> [EXERCISE REQUIREMENTS] Please show each line of the material below that contains the word "Task".

>> Begin

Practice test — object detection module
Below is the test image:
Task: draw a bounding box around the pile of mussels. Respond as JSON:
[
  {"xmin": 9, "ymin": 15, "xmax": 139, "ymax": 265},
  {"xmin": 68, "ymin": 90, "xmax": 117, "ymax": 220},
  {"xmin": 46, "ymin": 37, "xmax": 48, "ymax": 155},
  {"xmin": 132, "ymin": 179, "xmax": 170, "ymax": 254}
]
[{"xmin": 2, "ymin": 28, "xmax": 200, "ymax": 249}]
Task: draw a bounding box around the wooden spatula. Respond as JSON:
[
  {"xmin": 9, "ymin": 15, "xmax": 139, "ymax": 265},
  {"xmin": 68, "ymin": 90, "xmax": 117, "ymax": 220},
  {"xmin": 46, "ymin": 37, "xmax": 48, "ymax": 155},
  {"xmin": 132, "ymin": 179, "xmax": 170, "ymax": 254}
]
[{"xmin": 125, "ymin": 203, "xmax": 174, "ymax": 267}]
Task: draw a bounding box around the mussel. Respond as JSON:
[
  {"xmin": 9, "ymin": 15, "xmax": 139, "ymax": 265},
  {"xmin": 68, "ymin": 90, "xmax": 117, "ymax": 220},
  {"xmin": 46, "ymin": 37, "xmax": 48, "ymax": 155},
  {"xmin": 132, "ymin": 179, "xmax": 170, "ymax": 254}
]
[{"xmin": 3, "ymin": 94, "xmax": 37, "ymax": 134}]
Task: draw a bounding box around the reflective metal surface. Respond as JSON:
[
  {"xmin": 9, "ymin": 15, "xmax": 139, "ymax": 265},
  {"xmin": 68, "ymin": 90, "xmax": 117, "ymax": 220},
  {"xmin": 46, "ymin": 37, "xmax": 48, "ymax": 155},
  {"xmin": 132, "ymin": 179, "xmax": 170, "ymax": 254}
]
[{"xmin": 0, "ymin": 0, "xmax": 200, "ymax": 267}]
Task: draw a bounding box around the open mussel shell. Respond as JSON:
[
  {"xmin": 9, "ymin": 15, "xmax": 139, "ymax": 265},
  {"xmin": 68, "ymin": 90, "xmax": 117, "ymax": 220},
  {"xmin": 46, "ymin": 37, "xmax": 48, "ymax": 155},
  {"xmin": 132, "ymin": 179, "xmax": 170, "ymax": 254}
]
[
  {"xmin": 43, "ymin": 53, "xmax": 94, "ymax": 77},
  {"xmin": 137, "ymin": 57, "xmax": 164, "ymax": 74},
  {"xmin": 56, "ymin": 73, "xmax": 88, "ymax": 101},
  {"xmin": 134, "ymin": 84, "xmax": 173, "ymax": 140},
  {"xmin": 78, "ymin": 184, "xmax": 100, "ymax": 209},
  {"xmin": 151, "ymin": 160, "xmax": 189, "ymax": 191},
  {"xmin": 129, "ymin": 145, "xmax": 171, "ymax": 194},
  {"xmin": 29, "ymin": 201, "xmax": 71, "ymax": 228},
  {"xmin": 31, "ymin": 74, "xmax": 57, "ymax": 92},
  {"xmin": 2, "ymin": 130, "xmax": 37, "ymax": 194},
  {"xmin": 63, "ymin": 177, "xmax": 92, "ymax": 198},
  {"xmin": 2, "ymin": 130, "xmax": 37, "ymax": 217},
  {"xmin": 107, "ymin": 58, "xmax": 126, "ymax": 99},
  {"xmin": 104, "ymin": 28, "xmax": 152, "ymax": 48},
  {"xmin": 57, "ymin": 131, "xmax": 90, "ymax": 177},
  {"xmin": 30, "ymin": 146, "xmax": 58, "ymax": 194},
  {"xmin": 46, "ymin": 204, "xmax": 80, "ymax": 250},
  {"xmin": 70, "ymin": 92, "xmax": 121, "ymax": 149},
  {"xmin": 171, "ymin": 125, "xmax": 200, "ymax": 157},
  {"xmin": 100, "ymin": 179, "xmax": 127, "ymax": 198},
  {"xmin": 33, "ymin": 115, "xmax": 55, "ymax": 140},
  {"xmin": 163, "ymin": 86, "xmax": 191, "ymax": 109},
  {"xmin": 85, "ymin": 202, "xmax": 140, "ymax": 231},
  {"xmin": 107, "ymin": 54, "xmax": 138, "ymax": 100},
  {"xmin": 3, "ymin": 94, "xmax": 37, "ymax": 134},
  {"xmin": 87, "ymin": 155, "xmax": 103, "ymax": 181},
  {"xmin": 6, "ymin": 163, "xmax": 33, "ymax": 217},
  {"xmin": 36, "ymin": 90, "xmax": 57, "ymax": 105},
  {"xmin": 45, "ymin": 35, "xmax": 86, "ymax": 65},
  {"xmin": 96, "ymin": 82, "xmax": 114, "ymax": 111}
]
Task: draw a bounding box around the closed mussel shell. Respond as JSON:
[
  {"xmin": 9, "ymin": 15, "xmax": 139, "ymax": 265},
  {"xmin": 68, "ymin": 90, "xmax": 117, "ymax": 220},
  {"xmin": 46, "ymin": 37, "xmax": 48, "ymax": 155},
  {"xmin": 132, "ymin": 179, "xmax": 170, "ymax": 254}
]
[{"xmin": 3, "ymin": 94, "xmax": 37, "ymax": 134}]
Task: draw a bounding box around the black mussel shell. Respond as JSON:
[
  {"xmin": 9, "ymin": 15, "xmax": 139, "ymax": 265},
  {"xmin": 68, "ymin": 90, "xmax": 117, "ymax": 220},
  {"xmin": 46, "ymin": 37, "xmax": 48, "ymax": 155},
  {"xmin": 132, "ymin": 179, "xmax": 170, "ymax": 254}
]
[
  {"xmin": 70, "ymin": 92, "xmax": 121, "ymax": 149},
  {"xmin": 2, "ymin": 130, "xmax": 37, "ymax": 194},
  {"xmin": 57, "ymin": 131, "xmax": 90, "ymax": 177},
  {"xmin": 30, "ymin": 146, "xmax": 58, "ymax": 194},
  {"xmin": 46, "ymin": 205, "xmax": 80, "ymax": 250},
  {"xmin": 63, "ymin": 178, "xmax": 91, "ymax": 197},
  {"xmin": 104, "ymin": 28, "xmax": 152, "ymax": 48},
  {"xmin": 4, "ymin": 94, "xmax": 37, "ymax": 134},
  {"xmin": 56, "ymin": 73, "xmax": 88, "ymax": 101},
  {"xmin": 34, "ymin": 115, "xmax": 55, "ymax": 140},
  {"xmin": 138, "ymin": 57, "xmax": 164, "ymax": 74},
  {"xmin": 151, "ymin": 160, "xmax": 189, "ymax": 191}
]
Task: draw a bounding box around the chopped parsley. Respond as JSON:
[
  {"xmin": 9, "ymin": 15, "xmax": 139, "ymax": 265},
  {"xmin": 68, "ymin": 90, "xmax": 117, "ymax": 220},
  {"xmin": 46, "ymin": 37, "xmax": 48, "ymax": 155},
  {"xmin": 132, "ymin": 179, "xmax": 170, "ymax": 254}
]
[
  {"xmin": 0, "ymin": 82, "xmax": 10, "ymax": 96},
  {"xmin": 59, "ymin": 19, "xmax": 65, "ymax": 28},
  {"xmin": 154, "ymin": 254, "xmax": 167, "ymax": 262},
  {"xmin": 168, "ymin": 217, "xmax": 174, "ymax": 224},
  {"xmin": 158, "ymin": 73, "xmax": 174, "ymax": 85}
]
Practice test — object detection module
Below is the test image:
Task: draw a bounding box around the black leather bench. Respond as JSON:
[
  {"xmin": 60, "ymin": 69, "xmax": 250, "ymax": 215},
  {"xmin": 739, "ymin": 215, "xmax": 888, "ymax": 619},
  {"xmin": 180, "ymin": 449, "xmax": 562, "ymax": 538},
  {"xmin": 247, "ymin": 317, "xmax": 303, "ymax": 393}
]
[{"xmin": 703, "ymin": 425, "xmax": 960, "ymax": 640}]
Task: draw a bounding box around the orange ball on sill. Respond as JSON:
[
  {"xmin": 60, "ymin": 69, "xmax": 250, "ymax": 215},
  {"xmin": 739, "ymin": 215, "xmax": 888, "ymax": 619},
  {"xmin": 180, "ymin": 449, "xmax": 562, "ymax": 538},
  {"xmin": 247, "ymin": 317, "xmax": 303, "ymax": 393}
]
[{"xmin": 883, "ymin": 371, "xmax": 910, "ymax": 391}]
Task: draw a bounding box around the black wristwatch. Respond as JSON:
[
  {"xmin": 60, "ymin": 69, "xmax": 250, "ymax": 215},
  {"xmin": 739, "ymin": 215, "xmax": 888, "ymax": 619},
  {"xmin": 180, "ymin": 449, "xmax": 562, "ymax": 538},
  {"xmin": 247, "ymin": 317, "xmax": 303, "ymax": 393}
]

>> End

> [CORRECT RESPONSE]
Task: draw a bounding box around the pile of mussels. Respond as JSON:
Task: draw a bounding box around the wooden spatula. Respond as JSON:
Task: draw a bounding box around the mussel. Respond as JSON:
Task: draw a bounding box around the reflective metal surface. Respond as JSON:
Task: draw a bounding box around the open mussel shell. Respond as JSON:
Task: draw a bounding box around the closed mussel shell. Respond as JSON:
Task: draw a bounding box around the black mussel shell. Respond as JSON:
Task: draw a bounding box around the chopped parsley. Respond as JSON:
Task: draw a bounding box around the black leather bench. Respond as JSON:
Task: draw a bounding box around the orange ball on sill. Respond as JSON:
Task: draw a bounding box around the black wristwatch. Respond as JSON:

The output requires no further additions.